- [Text excerpt]:
I also tried to reset the TCP/IP stack through a tweak I found in another forum. I went to the command prompt and used the following commands "netsh int ip reset." I was prompted to reboot the computer and I re-entered the TCP/IP info in the settings dialogue. That did not work either. It seems to drop the default gateway no matter what I do.


----------



## TerryNet (Mar 23, 2005)

Don't have any idea whether it will help, but the complete stack/WINSOCK repair is ...

(From a JohnWill post)

*TCP/IP stack repair options for use with Windows Vista.*

Start, Programs\Accessories and right click on Command Prompt, select "Run as Administrator" to open a command prompt.

Reset WINSOCK entries to installation defaults: *netsh winsock reset catalog*

Reset IPv4 TCP/IP stack to installation defaults. *netsh int ipv4 reset reset.log*

Reset IPv6 TCP/IP stack to installation defaults. *netsh int ipv6 reset reset.log*

Reboot the machine.


----------



## running02 (Mar 7, 2008)

Thanks TerriNet for your idea! Using a "select all" paste technique from an earlier moderator post- I have included a copy of the DOS screen here just in case it proves helpful.

- [Written task A]:
According to the forum thread on TCP/IP stack repair, which command resets WINSOCK entries to installation defaults?
- [Written task B]:
Please copy word for word everything in the records from the line containing "formatted like [176,939]." down to the end of the records.

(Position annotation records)
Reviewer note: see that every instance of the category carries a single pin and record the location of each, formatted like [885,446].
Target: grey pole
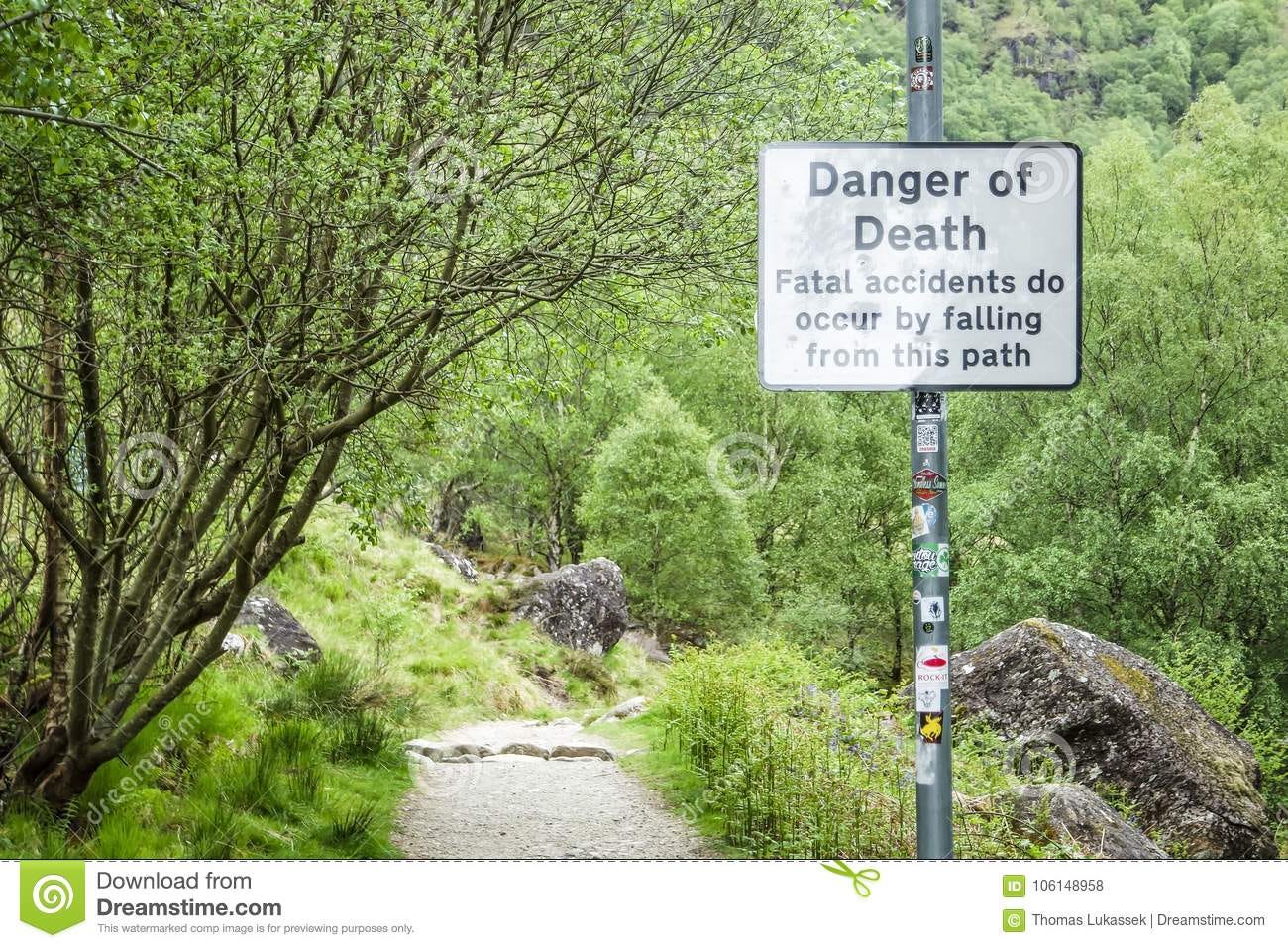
[930,493]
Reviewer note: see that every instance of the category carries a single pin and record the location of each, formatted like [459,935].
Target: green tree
[235,236]
[682,541]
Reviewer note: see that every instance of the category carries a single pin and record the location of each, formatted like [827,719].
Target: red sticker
[927,483]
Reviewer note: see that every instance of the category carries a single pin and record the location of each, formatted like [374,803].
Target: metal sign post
[930,561]
[922,266]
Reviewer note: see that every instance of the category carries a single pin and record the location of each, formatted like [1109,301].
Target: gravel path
[515,806]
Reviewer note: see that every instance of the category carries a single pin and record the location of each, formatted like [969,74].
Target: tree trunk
[897,659]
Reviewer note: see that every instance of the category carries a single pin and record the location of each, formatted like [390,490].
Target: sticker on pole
[931,666]
[936,265]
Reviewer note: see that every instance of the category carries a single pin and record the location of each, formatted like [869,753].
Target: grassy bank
[258,762]
[778,756]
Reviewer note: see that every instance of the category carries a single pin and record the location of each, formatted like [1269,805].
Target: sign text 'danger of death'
[945,265]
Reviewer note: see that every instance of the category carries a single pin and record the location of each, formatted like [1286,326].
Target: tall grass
[798,764]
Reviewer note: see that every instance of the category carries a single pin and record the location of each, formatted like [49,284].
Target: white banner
[645,903]
[945,265]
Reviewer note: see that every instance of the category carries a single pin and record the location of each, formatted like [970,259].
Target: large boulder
[281,630]
[1069,813]
[1125,724]
[462,565]
[581,605]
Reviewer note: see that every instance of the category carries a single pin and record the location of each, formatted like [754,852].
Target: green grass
[774,755]
[254,762]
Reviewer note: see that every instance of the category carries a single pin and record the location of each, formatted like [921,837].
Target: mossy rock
[1121,721]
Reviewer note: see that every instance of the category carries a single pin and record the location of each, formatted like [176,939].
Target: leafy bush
[684,546]
[800,771]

- [Right answer A]:
netsh winsock reset catalog

- [Right answer B]:
Reviewer note: see that every instance of the category carries a single pin and record the location of each, formatted like [176,939].
Target: leafy bush
[684,546]
[800,771]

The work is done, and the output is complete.